## Work to do
1. In the pipe joint description, starting at "[0089] The flareless" and ending at "such as copper.", change "coupling member" to "union nut" and write that part out again.
2. Carry on the pipe joint description from the point where it stops.

## Quoted text
_ _ _

Drawings such as FIG. 11 are images showing the ferrules 4, 5 as
being wedged into a pipe P2, and in practice the ferrules 4, 5
could also be wedged into the pipe P2 in a slightly different
manner than in drawings such as FIG. 11.
[0089] The flareless tube connection structure 1 has primarily a
joint body 2, a coupling member 3, a front ferrule 4, and a back
ferrule 5. The joint body 2 is a member attached to a pipe P1 led
out form a connected-side device. The coupling member 3 is a member
fitted over a pipe P2 connected to the joint body 2 and mounted to
the joint body 2 by being threaded thereto. The front ferrule 4 and
the back ferrule 5 are members that are formed separately from the
joint body 2 and the coupling member 3 and are clamped between the
joint body 2 and the coupling member 3. The pipes P1, P2 are
members made of a metal such as copper.
[0090] The joint body 2 is a member made of a metal such as brass,
and the joint body has a base part 21 formed with a substantially
hexagonal nut-shaped profile so that it can be grasped by a
universal fastening tool. A socket part 22 is formed in the front
side of the base part 21, and a shaft part 23 is formed in the rear
side of the base part 21. A screw part 23a composed of a male screw
for threading the coupling member 3 is formed in the external
periphery of the shaft part 23. An insertion hole 24 for inserting
the pipe P1 is formed in the axial center portion from the socket
part 22 up to the base part 21. An insertion hole 25 for inserting
the pipe P2 is formed in the axial center portion from the shaft
part 23 up to the base part 21. Between the insertion hole 24 and
the insertion hole 25 in the axial direction is formed an uneven
section 26 which forms a communication hole smaller in diameter
than the insertion hole 24 and the insertion hole 25, and which
regulates the axial movement of the pipes P1, P2. The distal ends
of the pipes P1, P2 inserted into the insertion holes 24, 25 are
brought in contact with the uneven section 26, whereby the uneven
section 26 holds the distal end positions of the pipes P1, P2
steady. A cam surface 27 is formed in the distal end portion of the
shaft part 23, i.e. the rear end portion of the insertion hole 25.

_ _ _

## Records from a data source
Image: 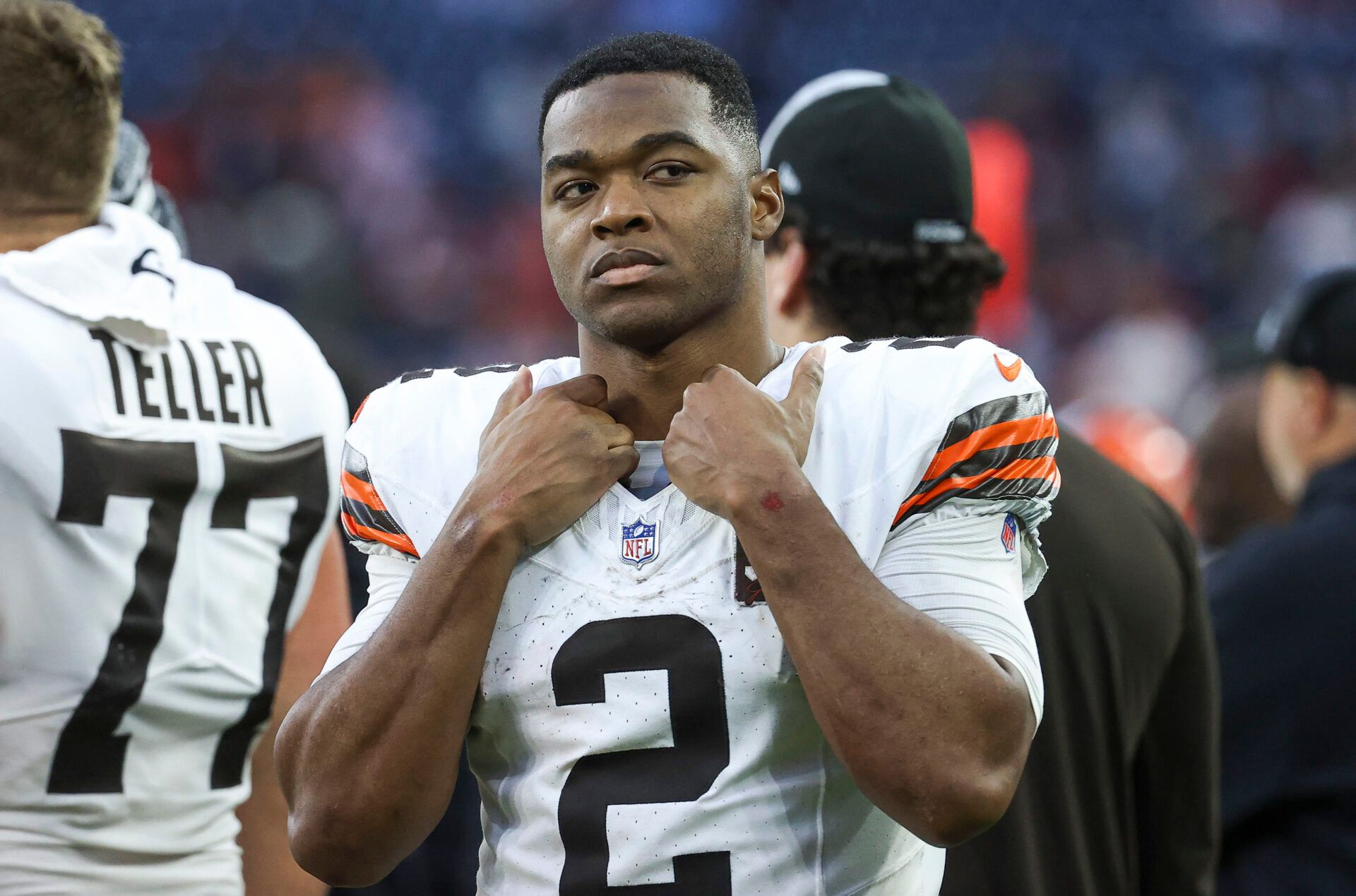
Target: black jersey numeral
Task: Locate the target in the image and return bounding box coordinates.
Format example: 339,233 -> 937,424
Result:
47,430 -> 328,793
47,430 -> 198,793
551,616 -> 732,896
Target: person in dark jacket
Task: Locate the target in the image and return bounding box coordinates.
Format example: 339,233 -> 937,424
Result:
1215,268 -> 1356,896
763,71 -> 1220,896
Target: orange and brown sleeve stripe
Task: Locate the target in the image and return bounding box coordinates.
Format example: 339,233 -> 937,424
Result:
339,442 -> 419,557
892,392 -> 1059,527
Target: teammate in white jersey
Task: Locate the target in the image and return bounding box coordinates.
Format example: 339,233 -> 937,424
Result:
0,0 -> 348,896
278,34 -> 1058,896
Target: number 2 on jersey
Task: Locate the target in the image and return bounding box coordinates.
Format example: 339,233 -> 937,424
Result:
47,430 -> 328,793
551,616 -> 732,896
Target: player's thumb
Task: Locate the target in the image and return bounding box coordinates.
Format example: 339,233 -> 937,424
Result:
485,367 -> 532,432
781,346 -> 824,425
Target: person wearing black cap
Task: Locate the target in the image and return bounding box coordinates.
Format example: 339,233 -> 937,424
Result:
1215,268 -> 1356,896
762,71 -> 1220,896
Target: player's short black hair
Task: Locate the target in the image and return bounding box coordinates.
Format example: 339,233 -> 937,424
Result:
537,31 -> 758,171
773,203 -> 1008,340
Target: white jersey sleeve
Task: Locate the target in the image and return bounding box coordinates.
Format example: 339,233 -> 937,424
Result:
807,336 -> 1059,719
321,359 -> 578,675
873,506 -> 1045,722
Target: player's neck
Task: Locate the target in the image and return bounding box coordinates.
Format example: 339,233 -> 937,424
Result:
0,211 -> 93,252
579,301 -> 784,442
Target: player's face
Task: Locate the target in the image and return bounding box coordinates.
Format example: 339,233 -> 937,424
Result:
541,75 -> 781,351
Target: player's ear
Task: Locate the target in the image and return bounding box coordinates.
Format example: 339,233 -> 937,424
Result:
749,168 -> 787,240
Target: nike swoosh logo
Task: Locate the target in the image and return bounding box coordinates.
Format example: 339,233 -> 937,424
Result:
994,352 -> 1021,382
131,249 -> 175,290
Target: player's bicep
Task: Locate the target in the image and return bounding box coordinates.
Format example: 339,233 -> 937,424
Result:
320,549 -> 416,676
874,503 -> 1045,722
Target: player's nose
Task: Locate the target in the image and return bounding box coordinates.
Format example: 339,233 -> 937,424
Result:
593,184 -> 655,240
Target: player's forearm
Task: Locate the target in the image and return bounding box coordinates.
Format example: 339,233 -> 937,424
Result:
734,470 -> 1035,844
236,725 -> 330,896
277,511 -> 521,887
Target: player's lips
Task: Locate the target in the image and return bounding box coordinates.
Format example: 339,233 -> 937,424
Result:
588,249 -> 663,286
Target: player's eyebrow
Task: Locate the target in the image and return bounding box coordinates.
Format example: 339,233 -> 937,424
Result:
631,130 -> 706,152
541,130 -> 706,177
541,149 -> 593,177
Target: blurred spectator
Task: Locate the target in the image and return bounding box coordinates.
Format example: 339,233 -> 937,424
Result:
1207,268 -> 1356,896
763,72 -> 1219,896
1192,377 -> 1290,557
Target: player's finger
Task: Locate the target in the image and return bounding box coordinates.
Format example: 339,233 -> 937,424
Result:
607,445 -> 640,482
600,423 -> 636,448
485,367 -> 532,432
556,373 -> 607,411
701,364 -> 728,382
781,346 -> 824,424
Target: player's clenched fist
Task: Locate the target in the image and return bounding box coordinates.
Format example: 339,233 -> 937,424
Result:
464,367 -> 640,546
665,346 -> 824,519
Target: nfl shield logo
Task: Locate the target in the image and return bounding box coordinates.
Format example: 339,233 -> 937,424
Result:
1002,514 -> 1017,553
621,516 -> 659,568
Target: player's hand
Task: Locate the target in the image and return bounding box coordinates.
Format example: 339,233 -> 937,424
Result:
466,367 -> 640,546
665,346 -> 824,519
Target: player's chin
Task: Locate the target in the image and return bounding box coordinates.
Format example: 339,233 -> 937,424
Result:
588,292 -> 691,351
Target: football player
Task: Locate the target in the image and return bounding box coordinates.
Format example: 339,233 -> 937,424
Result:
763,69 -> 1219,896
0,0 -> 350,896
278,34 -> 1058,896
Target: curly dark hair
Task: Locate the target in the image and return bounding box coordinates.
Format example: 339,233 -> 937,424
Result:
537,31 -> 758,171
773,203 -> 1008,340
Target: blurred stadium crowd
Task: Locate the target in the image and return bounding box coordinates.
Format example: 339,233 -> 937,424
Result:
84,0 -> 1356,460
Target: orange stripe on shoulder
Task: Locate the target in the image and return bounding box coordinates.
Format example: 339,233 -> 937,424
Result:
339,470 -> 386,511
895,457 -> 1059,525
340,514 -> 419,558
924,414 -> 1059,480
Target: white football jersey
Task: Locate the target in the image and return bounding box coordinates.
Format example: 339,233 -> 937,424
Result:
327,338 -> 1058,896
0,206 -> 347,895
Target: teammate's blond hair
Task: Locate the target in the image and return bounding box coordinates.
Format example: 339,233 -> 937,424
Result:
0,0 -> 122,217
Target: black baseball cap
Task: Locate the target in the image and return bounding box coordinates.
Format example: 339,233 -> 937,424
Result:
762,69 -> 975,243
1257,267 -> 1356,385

_ _ _

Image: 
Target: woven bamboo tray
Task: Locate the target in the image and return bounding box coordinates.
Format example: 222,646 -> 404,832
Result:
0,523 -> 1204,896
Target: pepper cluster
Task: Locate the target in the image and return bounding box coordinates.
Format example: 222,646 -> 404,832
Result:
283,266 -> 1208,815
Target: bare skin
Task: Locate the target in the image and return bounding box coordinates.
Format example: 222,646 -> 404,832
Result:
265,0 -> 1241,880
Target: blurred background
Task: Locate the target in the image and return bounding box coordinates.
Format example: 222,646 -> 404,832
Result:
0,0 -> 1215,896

_ _ _

## Answers by task
1.
[0089] The flareless tube connection structure 1 has primarily a
joint body 2, a union nut 3, a front ferrule 4, and a back
ferrule 5. The joint body 2 is a member attached to a pipe P1 led
out form a connected-side device. The union nut 3 is a member
fitted over a pipe P2 connected to the joint body 2 and mounted to
the joint body 2 by being threaded thereto. The front ferrule 4 and
the back ferrule 5 are members that are formed separately from the
joint body 2 and the union nut 3 and are clamped between the
joint body 2 and the union nut 3. The pipes P1, P2 are
members made of a metal such as copper.

2.
The cam surface 27 is an inclined surface in which the front
portion is a continuation of the insertion hole 25, and the
diameter increases toward the rear of the cam surface. The cam
surface 27 produces force for pressing the front ferrule 4
diametrically inward when the coupling member 3 is mounted to the
joint body 2. The cam surface 27 is formed so that the incline
angle .alpha.2 of the front portion relative to the axial center is
greater than the incline angle .alpha.1 of the rear portion
relative to the axial center (see FIG. 5).
[0091] The coupling member 3 is a member made of a metal such as
brass, and the coupling member has a base part 31 in which an
insertion hole 32 for inserting the pipe P2 is formed in the axial
center portion. A fastening part 33 to be threaded onto the joint
body 2 is formed in the front side of the base part 31. A screw
part 33a composed of a female screw to be threaded to the screw
part 23a of the joint body 2 is formed in the internal periphery of
the fastening part 33. The external periphery from the base part 31
to the fastening part 33 is firmed with a substantially hexagonal
nut-shaped profile so that it can be grasped by a universal
fastening tool. A pressing surface 34 is formed in the front
portion of the base part 31. The pressing surface 34 has an
inclined surface in which the axial center side retreats to the
rear. When the coupling member 3 is mounted to the joint body 2,
the pressing surface 34 presses on the back ferrule 5 by changing
the fastening torque that fastens the coupling member 3 into force
pressing forward in the axial direction and inward in the diametric
direction.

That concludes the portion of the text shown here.